_Material for this exercise_
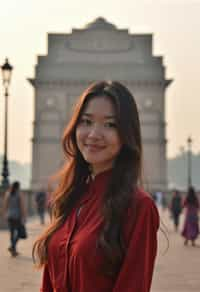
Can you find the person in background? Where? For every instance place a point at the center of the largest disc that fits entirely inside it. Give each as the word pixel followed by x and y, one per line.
pixel 191 225
pixel 14 211
pixel 176 208
pixel 40 200
pixel 103 232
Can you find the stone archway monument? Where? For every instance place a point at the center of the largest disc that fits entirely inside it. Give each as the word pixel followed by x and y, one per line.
pixel 99 51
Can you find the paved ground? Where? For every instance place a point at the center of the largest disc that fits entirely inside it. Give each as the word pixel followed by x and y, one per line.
pixel 177 270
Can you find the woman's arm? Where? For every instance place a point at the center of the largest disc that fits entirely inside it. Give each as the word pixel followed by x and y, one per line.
pixel 5 204
pixel 137 269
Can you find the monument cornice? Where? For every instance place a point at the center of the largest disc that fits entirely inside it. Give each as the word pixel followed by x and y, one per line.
pixel 139 83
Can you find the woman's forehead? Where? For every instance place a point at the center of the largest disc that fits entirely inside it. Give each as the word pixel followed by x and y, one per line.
pixel 100 106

_Stated task_
Please switch "largest disc" to "biggest circle" throughout the material above and write its lines out again with nothing else altered, leaving the pictures out.

_Correct result_
Can you find the person in background? Where? For every instance place a point at the center of the biggest circle that fits entirely inside it. Give each as the word pixel followed by x and y, one per line.
pixel 191 225
pixel 14 211
pixel 176 208
pixel 40 200
pixel 103 232
Can you find the stone archway monument? Where? For every instance place a point at the center of the biggest circle that fits entirely inside it. Give each as the word pixel followed by x and y, one per line.
pixel 99 51
Can you find the paved ground? Where? For every instance place a point at the center of the biggest circle that fits entirely inside it. Give each as the word pixel followed by x and y, one per line.
pixel 177 270
Can you find the woman's arm? Where? For every instance place a point at the center of the biggest circle that fits entirely inside it. Give each as the word pixel followed by x and y, one per line.
pixel 5 204
pixel 137 269
Can you find the monument cornice? Where? For every instance place a point at the center of the biggest circle that fits entirely inside it. Give each as the word pixel followed by x and y, one per line.
pixel 139 83
Can you find the woman's forehead? Where? For every instance place a point at the center of the biggest circle that fits entirely inside it. Give each as the word pixel followed by x and y, one per line.
pixel 100 106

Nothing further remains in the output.